Twistetal is a municipality in Waldeck-Frankenberg in northwest Hesse, Germany, southwest of Bad Arolsen.

Geography

Location
The community lies on the river Twiste, a tributary to the Diemel, itself a tributary to the Weser. Twistetal is only a short way downstream from, and southwest of, the Twistesee, a man-made lake. It is located about 6 kilometers southwest from Bad Arolsen.

Neighbouring communities
Twistetal borders in the north and east on the town of Bad Arolsen, in the southeast on the town of Waldeck, in the southwest on the town of Korbach and in the west on the community of Diemelsee (all in Waldeck-Frankenberg).

Constituent communities
Twistetal consists of the following centres:
Berndorf
Elleringhausen
Gembeck
Mühlhausen
Nieder-Waroldern
Ober-Waroldern
Twiste (main town and administrative seat)

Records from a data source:
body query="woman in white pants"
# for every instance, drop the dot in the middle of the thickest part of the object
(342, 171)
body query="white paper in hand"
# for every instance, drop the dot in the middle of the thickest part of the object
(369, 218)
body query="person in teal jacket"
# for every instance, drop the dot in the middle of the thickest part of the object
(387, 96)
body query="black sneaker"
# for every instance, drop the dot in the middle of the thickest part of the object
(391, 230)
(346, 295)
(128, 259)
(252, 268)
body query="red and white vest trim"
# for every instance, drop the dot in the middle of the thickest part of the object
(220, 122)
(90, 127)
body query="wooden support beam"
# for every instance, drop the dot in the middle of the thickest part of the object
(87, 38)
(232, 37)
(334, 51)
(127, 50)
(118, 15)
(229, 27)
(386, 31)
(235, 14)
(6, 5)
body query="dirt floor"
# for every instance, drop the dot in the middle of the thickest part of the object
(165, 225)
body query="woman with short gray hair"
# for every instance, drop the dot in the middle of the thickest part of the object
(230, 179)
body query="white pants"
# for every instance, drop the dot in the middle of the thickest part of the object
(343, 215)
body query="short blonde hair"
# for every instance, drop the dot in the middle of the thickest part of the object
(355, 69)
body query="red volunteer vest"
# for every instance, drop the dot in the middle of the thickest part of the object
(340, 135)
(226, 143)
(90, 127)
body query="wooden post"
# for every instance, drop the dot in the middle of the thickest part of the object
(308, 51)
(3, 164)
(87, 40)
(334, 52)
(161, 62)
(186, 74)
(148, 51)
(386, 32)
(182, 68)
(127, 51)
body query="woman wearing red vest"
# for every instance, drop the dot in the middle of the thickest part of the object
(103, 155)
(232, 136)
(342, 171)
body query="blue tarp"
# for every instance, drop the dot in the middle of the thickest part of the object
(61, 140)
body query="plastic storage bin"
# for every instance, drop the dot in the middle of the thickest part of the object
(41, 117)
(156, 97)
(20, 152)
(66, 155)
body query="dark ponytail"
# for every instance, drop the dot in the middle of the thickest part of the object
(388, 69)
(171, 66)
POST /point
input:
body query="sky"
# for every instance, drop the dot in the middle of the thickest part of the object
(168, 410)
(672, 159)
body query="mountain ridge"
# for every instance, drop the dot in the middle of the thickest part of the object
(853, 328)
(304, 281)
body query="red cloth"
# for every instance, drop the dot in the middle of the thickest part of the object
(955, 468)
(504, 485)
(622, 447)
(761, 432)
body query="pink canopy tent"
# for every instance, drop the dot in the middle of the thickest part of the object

▶ **Exercise tasks**:
1 > Show each line of the rows that contains the string "vest", paying attention to uppercase and lowercase letters.
2 > Proceed with the article on Twistetal, picking up right after its last line.
The article on Twistetal and the rows are separate pieces of material.

▶ **Responses for each task**:
1 >
body query="red and white vest trim"
body query="red volunteer vest"
body query="woman wearing red vest"

2 >
Politics
The community's mayor is Stefan Dittmann (FDP), elected in 2018. Twistetal's council is made up of 23 councillors, with seats apportioned thus, in accordance with municipal elections held in March 2021:
CDU 7 seats
FDP 5 seats
SPD 4 seats
Wählergemeinschaft Twistetal 4 seats
Greens 3 seat
Note: Wählergemeinschaft Twistetal is a citizens' coalition.

Infrastructure
Through Twistetal runs Federal Highway (Bundesstraße) 252 from Korbach to Bad Arolsen. Furthermore, Twiste is a stop on the RegionalExpress railway service from Kassel to Korbach.

Outing destinations
Well known points of interest nearby are the Twistesee in the community itself, and a bit farther afield, Bad Arolsen.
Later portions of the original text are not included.